Record extracts
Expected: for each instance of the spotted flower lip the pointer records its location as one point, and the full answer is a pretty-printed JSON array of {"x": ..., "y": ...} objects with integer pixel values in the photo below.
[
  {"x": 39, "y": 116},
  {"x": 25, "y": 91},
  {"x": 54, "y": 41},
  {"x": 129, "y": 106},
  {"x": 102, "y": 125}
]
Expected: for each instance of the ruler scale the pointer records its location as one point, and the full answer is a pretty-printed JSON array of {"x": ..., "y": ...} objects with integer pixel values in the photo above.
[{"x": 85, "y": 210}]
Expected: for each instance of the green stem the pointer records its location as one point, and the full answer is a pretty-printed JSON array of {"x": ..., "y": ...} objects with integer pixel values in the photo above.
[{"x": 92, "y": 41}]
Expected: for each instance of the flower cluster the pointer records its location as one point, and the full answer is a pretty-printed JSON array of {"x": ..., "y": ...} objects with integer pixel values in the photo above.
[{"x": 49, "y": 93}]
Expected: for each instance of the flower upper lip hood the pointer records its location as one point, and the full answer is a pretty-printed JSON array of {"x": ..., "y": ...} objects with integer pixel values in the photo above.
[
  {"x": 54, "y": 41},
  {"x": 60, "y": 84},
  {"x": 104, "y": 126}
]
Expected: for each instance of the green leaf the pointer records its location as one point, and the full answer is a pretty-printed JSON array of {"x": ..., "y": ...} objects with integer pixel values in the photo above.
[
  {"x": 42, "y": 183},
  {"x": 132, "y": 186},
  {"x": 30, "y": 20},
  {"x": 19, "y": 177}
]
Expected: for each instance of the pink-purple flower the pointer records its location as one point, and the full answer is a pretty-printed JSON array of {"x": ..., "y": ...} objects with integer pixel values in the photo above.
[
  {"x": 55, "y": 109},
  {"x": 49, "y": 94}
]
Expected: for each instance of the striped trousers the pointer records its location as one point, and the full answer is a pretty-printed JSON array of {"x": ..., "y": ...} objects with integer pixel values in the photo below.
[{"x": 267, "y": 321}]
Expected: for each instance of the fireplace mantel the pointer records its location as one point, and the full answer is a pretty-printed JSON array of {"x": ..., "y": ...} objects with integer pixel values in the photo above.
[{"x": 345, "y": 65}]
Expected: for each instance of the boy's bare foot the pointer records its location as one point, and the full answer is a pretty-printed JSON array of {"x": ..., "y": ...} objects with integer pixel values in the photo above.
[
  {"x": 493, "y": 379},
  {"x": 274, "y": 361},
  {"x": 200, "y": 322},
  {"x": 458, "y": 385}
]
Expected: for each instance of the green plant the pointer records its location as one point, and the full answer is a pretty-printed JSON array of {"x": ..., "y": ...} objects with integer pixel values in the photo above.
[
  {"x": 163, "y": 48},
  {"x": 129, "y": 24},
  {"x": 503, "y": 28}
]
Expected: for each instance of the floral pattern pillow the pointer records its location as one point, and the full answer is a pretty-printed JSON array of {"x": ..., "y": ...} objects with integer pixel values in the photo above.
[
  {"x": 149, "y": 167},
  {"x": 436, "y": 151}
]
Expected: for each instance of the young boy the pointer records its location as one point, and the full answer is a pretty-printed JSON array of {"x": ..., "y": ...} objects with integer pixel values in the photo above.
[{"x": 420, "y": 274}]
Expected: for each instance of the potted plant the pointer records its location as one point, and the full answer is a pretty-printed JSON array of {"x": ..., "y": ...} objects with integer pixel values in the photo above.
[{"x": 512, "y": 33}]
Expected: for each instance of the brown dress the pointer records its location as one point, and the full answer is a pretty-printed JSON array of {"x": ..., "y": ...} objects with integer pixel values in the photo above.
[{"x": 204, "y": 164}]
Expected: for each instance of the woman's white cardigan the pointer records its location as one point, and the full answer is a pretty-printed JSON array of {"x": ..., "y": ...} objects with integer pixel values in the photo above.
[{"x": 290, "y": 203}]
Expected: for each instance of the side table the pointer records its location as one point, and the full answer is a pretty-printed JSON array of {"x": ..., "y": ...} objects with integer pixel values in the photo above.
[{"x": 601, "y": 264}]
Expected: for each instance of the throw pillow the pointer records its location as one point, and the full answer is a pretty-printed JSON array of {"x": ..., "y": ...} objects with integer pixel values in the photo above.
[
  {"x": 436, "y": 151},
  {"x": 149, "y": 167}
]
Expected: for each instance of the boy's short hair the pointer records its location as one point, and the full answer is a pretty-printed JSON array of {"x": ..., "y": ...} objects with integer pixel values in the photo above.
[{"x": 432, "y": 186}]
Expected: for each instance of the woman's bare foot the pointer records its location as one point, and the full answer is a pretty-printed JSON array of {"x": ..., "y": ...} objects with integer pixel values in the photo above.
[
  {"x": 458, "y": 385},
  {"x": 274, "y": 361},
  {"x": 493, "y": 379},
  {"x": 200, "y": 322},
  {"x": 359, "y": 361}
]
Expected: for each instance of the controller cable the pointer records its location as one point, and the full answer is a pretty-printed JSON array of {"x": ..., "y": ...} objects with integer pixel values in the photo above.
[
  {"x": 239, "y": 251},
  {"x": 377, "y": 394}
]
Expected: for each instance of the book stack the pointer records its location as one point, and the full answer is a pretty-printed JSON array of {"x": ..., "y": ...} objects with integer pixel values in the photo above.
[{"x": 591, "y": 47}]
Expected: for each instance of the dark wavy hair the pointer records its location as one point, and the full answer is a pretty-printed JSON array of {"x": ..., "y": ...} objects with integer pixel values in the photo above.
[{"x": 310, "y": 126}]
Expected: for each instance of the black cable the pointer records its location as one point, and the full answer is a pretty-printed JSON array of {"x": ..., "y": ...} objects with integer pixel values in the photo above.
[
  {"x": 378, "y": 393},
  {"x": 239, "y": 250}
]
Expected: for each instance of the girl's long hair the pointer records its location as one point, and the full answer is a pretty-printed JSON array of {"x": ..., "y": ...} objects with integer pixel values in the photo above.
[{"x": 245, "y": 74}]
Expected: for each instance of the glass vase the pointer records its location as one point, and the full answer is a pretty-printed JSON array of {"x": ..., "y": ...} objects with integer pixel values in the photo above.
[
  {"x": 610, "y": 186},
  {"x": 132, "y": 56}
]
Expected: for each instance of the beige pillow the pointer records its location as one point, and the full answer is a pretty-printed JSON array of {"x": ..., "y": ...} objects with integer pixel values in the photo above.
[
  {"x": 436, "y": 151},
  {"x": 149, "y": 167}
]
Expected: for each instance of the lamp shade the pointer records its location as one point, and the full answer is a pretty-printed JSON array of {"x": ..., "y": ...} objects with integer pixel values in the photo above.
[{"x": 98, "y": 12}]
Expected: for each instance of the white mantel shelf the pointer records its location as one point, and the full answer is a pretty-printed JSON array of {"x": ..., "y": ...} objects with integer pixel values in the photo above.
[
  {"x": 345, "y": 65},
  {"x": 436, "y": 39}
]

Exercise
Output every record verbatim.

Result of this exercise
Expected: for each instance of the spotted flower lip the pointer records its location as one point, and the full answer is a pretty-printed JSON array of {"x": ..., "y": ...} objects with integer pixel values in the photo below.
[
  {"x": 39, "y": 116},
  {"x": 25, "y": 91},
  {"x": 54, "y": 41},
  {"x": 129, "y": 106},
  {"x": 102, "y": 125}
]
Expected: for each instance of the ruler scale the pointer records its location as one point, and the full answer is a pretty-printed JSON array of {"x": ..., "y": ...} objects with integer pixel values in the photo above.
[{"x": 85, "y": 210}]
Expected: for each instance of the green stem the pointer records its location as one point, and the full answer is a pretty-printed JSON array of {"x": ..., "y": ...} objects with integer pixel values in the photo above.
[{"x": 92, "y": 41}]
Expected: for each instance of the flower cluster the pointer records its location as one point, and the full answer is a pretty-printed JSON array of {"x": ..., "y": ...} objects with integer pixel values in the photo above.
[{"x": 49, "y": 93}]
Expected: for each instance of the flower upper lip hood the pointer records its location as one point, and the full answer is a pretty-printed JSON array of {"x": ..., "y": ...} objects with integer pixel values in the photo above.
[
  {"x": 54, "y": 41},
  {"x": 60, "y": 84},
  {"x": 104, "y": 126}
]
Expected: for each instance of the green leaf the pointer records its location as one point, and the full answer is a pretty-printed JSON array of {"x": ..., "y": ...} objects with integer pixel values in the photo above.
[
  {"x": 42, "y": 183},
  {"x": 132, "y": 186},
  {"x": 30, "y": 20},
  {"x": 19, "y": 177}
]
Expected: for each instance of the pink-purple flower the pointer records its location as one point, and the full answer is a pretty-printed JSON array of {"x": ..., "y": ...} objects with integer pixel values in the photo above.
[
  {"x": 55, "y": 109},
  {"x": 49, "y": 94}
]
Expected: for each instance of the striped trousers the pointer records its location as one point, and the full answer is a pretty-printed JSON array of {"x": ..., "y": ...} objects with integer pixel values in the photo below.
[{"x": 267, "y": 321}]
Expected: for each instance of the fireplace mantel the pointer records its location as one point, and the full answer is a pretty-printed JSON array of {"x": ..., "y": ...} objects with integer pixel values in the photo above.
[{"x": 345, "y": 65}]
Expected: for each instance of the boy's bare foot the pointer records its location as one point, and the full answer is a pretty-printed JSON array of {"x": ..., "y": ...} objects with integer pixel values in the photo above.
[
  {"x": 493, "y": 379},
  {"x": 274, "y": 361},
  {"x": 200, "y": 322},
  {"x": 458, "y": 385}
]
Expected: for each instance of the green plant the pointer records its location as one point, and the full answer is a pretty-printed JSON array of {"x": ..., "y": ...} objects with integer pixel values in the photo above.
[
  {"x": 163, "y": 48},
  {"x": 129, "y": 24},
  {"x": 503, "y": 28}
]
Expected: for each instance of the floral pattern pillow the pointer records its location as one point, and the full answer is a pretty-printed JSON array of {"x": ..., "y": ...} objects with integer pixel values in the photo above.
[
  {"x": 149, "y": 167},
  {"x": 436, "y": 151}
]
Expected: for each instance of the young boy the pointer records its location as one point, and the full answer is a pretty-printed JSON array of {"x": ..., "y": ...} objects with integer pixel values in the photo above.
[{"x": 420, "y": 274}]
Expected: for each instance of the potted plant the pointer records its location as one point, and the full answer is a pretty-printed JSON array of {"x": ..., "y": ...} objects with integer pixel values in the photo above.
[{"x": 512, "y": 33}]
Expected: for each instance of the brown dress the pointer records its location as one point, and the full answer is a pretty-printed JSON array of {"x": ..., "y": ...} objects with integer pixel values in the photo above.
[{"x": 204, "y": 164}]
Expected: for each instance of the woman's white cardigan the pointer records its location as one point, and the full answer is a pretty-printed JSON array of {"x": ..., "y": ...} objects with integer pixel values in the photo above.
[{"x": 290, "y": 203}]
Expected: for each instance of the side table the pointer records its location as one point, and the full answer is a pretty-printed JSON array of {"x": ..., "y": ...} objects with integer pixel values in the photo above.
[{"x": 601, "y": 264}]
Expected: for each instance of the throw pillow the pointer records its location as one point, and the full answer is a pretty-printed JSON array of {"x": ..., "y": ...} objects with integer pixel values in the photo above.
[
  {"x": 436, "y": 151},
  {"x": 149, "y": 167}
]
Expected: for each instance of the boy's short hair the pointer records its location as one point, and the full answer is a pretty-printed JSON array of {"x": ..., "y": ...} objects with integer pixel values in the photo above.
[{"x": 432, "y": 186}]
Expected: for each instance of the woman's bare foot the pointer records its location as one point, and the full answer is a pretty-printed JSON array of {"x": ..., "y": ...} objects with integer pixel values in the photo above.
[
  {"x": 458, "y": 385},
  {"x": 274, "y": 361},
  {"x": 493, "y": 379},
  {"x": 200, "y": 322},
  {"x": 359, "y": 361}
]
Expected: for each instance of the controller cable the pointer records its location as one point, and the full answer is a pretty-printed JSON array of {"x": ..., "y": ...} objects with integer pixel values in the photo above.
[
  {"x": 239, "y": 251},
  {"x": 377, "y": 394}
]
Expected: for each instance of the book stack the pointer records its location as one point, and the full answer is a pretty-printed JSON array of {"x": ..., "y": ...} objects with integer pixel values in the photo above.
[{"x": 591, "y": 47}]
Expected: for each instance of the dark wavy hair the pointer records its location as one point, and the full answer is a pretty-printed JSON array of {"x": ..., "y": ...} objects with integer pixel values in the photo above.
[{"x": 310, "y": 126}]
Expected: for each instance of the black cable the pointer records its location as one point, and the full answer is a pretty-printed JSON array of {"x": ..., "y": ...} objects with integer pixel values in the photo above.
[
  {"x": 378, "y": 393},
  {"x": 239, "y": 250}
]
Expected: for each instance of the girl's long hair the pointer records its location as one point, and the full answer is a pretty-printed JSON array of {"x": ..., "y": ...} objects with integer pixel values in the photo above.
[{"x": 245, "y": 74}]
Expected: for each instance of the glass vase the pointer records its location as one point, and the full answer is a pretty-printed JSON array of {"x": ..., "y": ...} objects with integer pixel values in the photo above.
[
  {"x": 610, "y": 186},
  {"x": 132, "y": 56}
]
Expected: for each instance of the beige pillow the pointer records its location as one point, and the full answer is a pretty-printed JSON array of {"x": ..., "y": ...} objects with integer pixel values in the photo above.
[
  {"x": 436, "y": 151},
  {"x": 149, "y": 167}
]
Expected: for each instance of the lamp shade the pointer records its location as one point, and the full answer is a pretty-printed JSON array of {"x": ..., "y": ...} objects with integer pixel values in the photo above.
[{"x": 98, "y": 12}]
Expected: for each instance of the white mantel shelf the pointer records its location as one point, and the full answer is a pretty-printed JSON array of {"x": ..., "y": ...} objects with integer pixel values in the photo above.
[
  {"x": 345, "y": 65},
  {"x": 436, "y": 39}
]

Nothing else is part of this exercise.